Aim of the task
According to the blog post about being lost, what does the writer want to see their name on?

Page excerpt
========================================================================
I fear that being lost is becoming this recurring theme in my life. NO! Don’t click away just yet. I know you’re probably thinking ‘we’ve heard this all before, it’s just going to lead to some dark road that ultimately makes me very sad.’
Well, I’m going to tell you something I love telling people when they assume things. YOU ARE WRONG!!!! In all honesty, this post was inspired by another, less uplifting post of mine (it’s kind of nice being inspired by your own work. Gave me all sorts of pride), but it will not end up where that one ended up. Plus this one will be full of me trying to be funny, so look forward to that!
Now that you know what to expect, let’s get to the point. Being lost can suck. Wait! I said it can suck, not it always sucks. See the hint of optimism?
Sometimes, it leads somewhere beautiful. The only thing is, you won’t see the beauty in it if you lose your head and get frustrated that you’re lost. If you’re that type of person, chances are you’re not going to stop to smell the roses, and you’re going to miss the beauty that is life. You have to remember to appreciate the little things, but more importantly, you have to know when to appreciate the little things.
I have all these dreams and hopes for my life, but I have no idea which one to choose. I know you’re probably thinking ‘you never have to choose one dream. They’re dreams, that’s the point.’ Yeah, yeah, yeah, this time you’re right. Don’t get a big head about it.
Here’s the thing. I want to be a writer. And I don’t mean in my down time when I have access to the internet and can spend hours on end surfing wordpress. I mean I want to be able to see my name on an actual novel. You know, those things with pages that everyone traded in for electronic devices a while back? Yeah, those things.
========================================================================
[Stored entries]

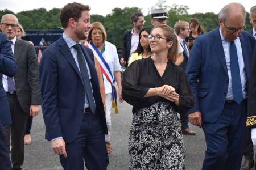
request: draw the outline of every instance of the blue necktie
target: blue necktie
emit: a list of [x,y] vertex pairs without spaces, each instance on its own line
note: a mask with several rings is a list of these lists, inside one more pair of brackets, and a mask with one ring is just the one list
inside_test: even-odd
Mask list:
[[243,92],[241,82],[240,72],[239,71],[238,58],[237,57],[237,48],[234,41],[230,42],[229,55],[230,58],[233,98],[237,104],[240,104],[243,99]]
[[183,41],[182,41],[182,43],[183,44],[183,47],[184,47],[184,50],[185,54],[187,56],[186,57],[188,58],[189,54],[188,54],[188,51],[187,50],[187,48],[186,41],[185,41],[185,40],[183,40]]
[[[13,41],[10,41],[11,45],[13,45]],[[12,77],[7,77],[8,92],[12,94],[15,91],[15,86],[14,85],[14,79]]]
[[85,92],[87,96],[90,109],[92,112],[95,113],[95,108],[96,105],[94,103],[93,94],[92,90],[92,86],[90,85],[90,80],[89,78],[88,71],[87,70],[86,64],[85,63],[85,58],[82,53],[81,46],[79,44],[76,44],[73,46],[77,53],[77,61],[80,67],[81,74],[83,80],[83,84],[85,88]]

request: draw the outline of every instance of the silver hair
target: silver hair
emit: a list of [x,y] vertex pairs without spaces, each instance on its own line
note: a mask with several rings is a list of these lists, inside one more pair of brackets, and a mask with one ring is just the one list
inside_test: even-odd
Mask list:
[[11,14],[7,14],[3,15],[1,18],[1,23],[3,23],[3,19],[7,16],[13,17],[14,18],[14,19],[16,20],[17,24],[19,23],[19,20],[18,19],[18,18],[16,16],[15,16],[14,15]]
[[[245,10],[245,7],[240,3],[236,3],[236,4],[237,5],[237,7],[238,7],[236,9],[234,8],[231,8],[229,5],[230,4],[225,5],[218,13],[218,18],[221,19],[225,22],[230,11],[240,11],[240,10],[242,10],[244,18],[245,19],[246,18],[246,11]],[[239,8],[239,7],[240,7],[240,8]]]
[[250,10],[250,17],[251,18],[253,13],[256,12],[256,5],[253,6]]

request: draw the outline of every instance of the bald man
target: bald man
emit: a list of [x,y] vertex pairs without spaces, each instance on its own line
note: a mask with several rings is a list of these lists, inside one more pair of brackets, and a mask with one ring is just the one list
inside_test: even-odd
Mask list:
[[18,24],[18,18],[9,14],[2,17],[0,26],[10,41],[18,64],[18,71],[14,77],[2,76],[13,122],[11,126],[5,126],[3,129],[9,144],[11,129],[13,169],[21,169],[27,120],[28,115],[34,116],[39,113],[41,102],[36,54],[31,44],[17,39]]
[[224,6],[220,27],[196,39],[188,59],[187,75],[195,97],[189,118],[204,132],[203,170],[240,169],[255,44],[243,31],[246,16],[241,4]]

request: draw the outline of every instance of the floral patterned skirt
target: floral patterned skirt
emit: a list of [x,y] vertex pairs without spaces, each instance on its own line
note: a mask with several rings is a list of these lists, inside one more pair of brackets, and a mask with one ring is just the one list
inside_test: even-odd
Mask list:
[[180,121],[170,103],[141,109],[130,130],[130,169],[185,169],[183,145]]

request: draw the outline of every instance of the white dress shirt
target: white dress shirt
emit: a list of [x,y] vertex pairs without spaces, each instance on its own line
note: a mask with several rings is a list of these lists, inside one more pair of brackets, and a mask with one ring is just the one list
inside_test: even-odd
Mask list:
[[[231,69],[230,69],[230,58],[229,56],[229,46],[230,46],[230,42],[226,40],[225,37],[221,33],[221,28],[220,27],[220,33],[221,37],[221,41],[222,42],[223,49],[224,50],[225,58],[226,60],[226,67],[228,68],[228,74],[229,76],[229,86],[228,88],[228,92],[226,95],[226,100],[233,100],[233,91],[232,91],[232,83],[231,79]],[[242,46],[241,45],[240,39],[238,37],[234,41],[234,44],[237,48],[237,57],[238,59],[239,71],[240,73],[241,82],[242,83],[242,89],[243,92],[243,99],[247,98],[247,92],[245,90],[246,87],[246,76],[245,75],[245,67],[243,61],[243,53],[242,51]]]

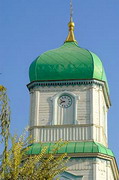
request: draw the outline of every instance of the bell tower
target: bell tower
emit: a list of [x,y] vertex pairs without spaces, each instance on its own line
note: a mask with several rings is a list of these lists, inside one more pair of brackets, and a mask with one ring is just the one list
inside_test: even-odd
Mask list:
[[71,159],[60,179],[118,180],[108,148],[111,102],[105,70],[99,57],[75,40],[72,1],[68,26],[64,44],[38,56],[29,68],[29,132],[36,141],[30,154],[40,153],[40,141],[50,148],[63,139],[69,143],[58,153]]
========================================================================
Exercise response
An actual novel.